§ **Task goal**
Copy the text of every item below line for line, leaving out the pictures.

++++ Extracted entries

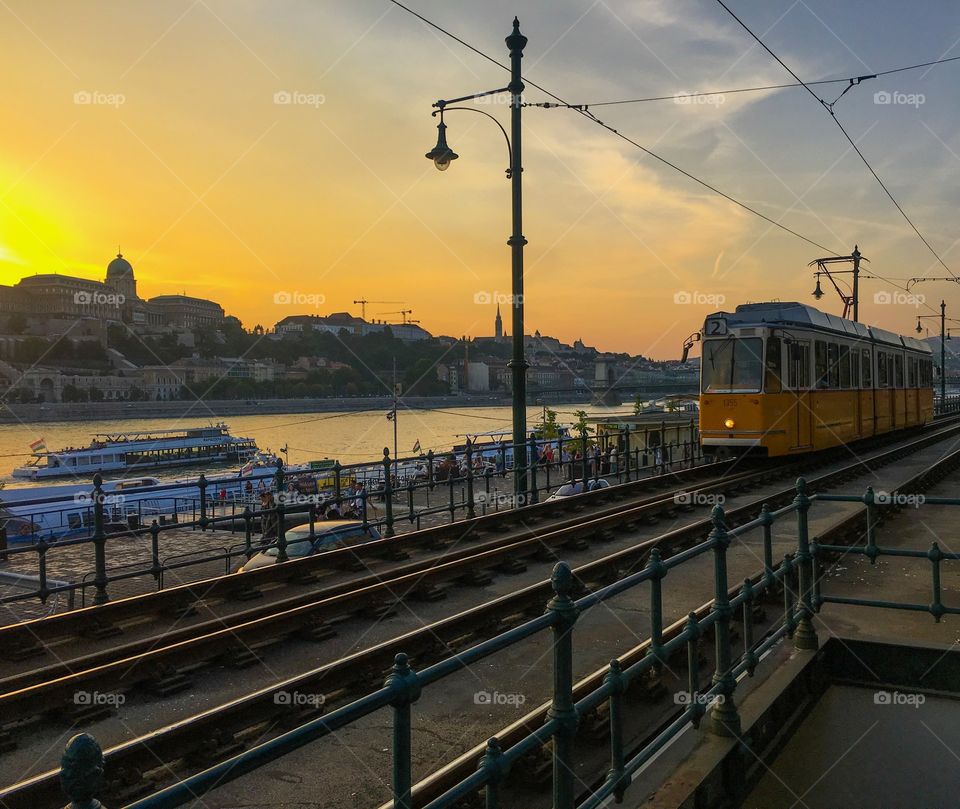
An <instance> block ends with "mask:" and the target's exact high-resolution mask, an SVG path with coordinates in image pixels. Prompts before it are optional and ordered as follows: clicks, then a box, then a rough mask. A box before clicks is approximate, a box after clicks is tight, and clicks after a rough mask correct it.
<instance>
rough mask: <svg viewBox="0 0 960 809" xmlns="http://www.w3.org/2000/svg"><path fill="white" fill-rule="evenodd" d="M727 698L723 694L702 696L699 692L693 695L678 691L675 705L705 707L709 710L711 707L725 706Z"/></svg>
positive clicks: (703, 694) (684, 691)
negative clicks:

++++++++

§ **Exercise response**
An <instance> block ends with "mask:" and the target's exact high-resolution mask, an SVG path with coordinates in image pixels. Prompts before it are optional and ordered as follows: clicks, then a box, then a rough mask. A box before clicks is approximate, a box after clicks is tight, and clicks after a rough mask correct it.
<instance>
rough mask: <svg viewBox="0 0 960 809" xmlns="http://www.w3.org/2000/svg"><path fill="white" fill-rule="evenodd" d="M727 698L723 694L702 696L699 692L693 695L678 691L675 705L705 707L709 710L711 707L725 706Z"/></svg>
positive clicks: (703, 694) (684, 691)
negative clicks:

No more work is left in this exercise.